● **Document passage**
▼
It is this deeper question of Who Are We as couples, as people, that Fincher and Flynn seek to explore. We quickly learn that Nick and Amy aren’t the perfect American couple that everyone thinks they are. They may not even be the people they made themselves out to be. But the strength of Flynn’s story comes in the preconceptions of these seemingly perfect East Coast-educated, Midwest-raised Americans; we should see them as archetypes of the perfect couple insofar as to give us the chance to shatter those molds. Gone Girl isn’t much of a mystery story -- either Amy is dead or she isn’t -- because it functions at a much higher level as a social deconstruction of the way people assume different personalities in order to please, manipulate, or entrap one another. Which version of yourself will you be when you date someone? When you’re around family? When you’re on TV? Who will you be five years later? Ten years later?

I have not yet read Flynn’s novel but I’m deeply intrigued by her worldview. Amy Dunne is obviously a proxy for Flynn -- a sensationalized, fictionalized, alter ego that may or may not reveal some of Flynn’s own desires. Amy, like Flynn, is a writer in New York who loses her job during the recession. There are multiple mentions of her parents’ success, her own trust fund, and the doting perception of Amy as the conduit for the successful books starring “Amazing Amy.” The implied motive behind Amy’s actions is her desire to construct the ultimate fairy tale; she needs to define herself -- escape from what the media, the job, the family want her to be -- by writing her own story. And who better to star in that story than her and her husband? 

There have been some charges that Flynn’s story is misogynistic, that it only cares to present women as liars who resort to depraved acts -- e.g. fabricating rape charges -- in order to get what they want. But I think these claims miss the point of Flynn’s story. She clearly paints Amy as a villain, as someone snobby and spoiled and consequently, incapable of facing the real world through normal means. Amy contains, not unlike many real men and women, certain strengths to face the world as well as many shortcomings. She may be a liar and a morally empty character but there are, and should be, complex female villains who draw our ire more than our admiration. Who’s to say the evil mastermind orchestrating the traps can’t be a cunning but ruthless woman?
▲
● **Brief 1**
Rewrite the records from the line containing "Task: point to each instance of the green grass, a" up to and including the final line of the records, substituting "marker" for each "dot" and leaving everything else unchanged.
The records are unrelated to the Gone Girl review above.

● **Records shown**
▼
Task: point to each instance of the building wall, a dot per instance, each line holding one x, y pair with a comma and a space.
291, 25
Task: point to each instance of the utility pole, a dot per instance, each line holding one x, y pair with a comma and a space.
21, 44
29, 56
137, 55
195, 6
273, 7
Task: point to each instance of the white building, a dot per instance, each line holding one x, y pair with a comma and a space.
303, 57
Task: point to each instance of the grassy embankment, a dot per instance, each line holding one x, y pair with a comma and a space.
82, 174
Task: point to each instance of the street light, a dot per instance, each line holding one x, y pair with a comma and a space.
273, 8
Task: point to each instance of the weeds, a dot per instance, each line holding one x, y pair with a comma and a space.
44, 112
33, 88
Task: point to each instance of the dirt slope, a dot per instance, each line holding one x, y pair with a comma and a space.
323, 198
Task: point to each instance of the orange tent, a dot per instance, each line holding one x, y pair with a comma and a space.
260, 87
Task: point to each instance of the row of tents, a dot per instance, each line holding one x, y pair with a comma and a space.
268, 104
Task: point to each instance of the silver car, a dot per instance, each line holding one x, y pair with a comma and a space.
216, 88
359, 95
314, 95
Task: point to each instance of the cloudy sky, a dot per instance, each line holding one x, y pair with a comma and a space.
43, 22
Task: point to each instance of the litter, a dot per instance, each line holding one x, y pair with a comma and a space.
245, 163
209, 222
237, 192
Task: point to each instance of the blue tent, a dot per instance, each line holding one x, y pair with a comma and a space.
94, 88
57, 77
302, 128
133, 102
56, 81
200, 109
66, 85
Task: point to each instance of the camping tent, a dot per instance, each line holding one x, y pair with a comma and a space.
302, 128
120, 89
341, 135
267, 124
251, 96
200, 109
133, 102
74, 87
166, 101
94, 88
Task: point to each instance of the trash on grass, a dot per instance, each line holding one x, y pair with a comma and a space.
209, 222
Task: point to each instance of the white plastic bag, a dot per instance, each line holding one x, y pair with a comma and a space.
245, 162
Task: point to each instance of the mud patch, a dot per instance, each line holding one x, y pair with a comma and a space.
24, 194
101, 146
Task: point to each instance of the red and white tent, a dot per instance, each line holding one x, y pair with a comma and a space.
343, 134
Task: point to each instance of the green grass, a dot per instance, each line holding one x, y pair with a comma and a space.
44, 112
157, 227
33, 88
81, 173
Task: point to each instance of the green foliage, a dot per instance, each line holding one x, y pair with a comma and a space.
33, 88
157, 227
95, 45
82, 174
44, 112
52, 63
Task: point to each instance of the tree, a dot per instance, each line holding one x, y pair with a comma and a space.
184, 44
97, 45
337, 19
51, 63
▲
● **Brief 2**
Copy the passage of the Gone Girl review from "There have been" up to and including "but ruthless woman?" word for word.

● **Task solution 1**
Task: point to each instance of the green grass, a marker per instance, each line holding one x, y pair with a comma and a space.
44, 112
157, 227
33, 88
81, 173
Task: point to each instance of the green foliage, a marker per instance, each line holding one x, y pair with a comma and a space.
33, 88
157, 227
95, 45
82, 174
44, 112
52, 63
Task: point to each instance of the tree, a marker per instance, each line holding one x, y pair with a comma and a space.
184, 44
97, 45
337, 19
51, 63

● **Task solution 2**
There have been some charges that Flynn’s story is misogynistic, that it only cares to present women as liars who resort to depraved acts -- e.g. fabricating rape charges -- in order to get what they want. But I think these claims miss the point of Flynn’s story. She clearly paints Amy as a villain, as someone snobby and spoiled and consequently, incapable of facing the real world through normal means. Amy contains, not unlike many real men and women, certain strengths to face the world as well as many shortcomings. She may be a liar and a morally empty character but there are, and should be, complex female villains who draw our ire more than our admiration. Who’s to say the evil mastermind orchestrating the traps can’t be a cunning but ruthless woman?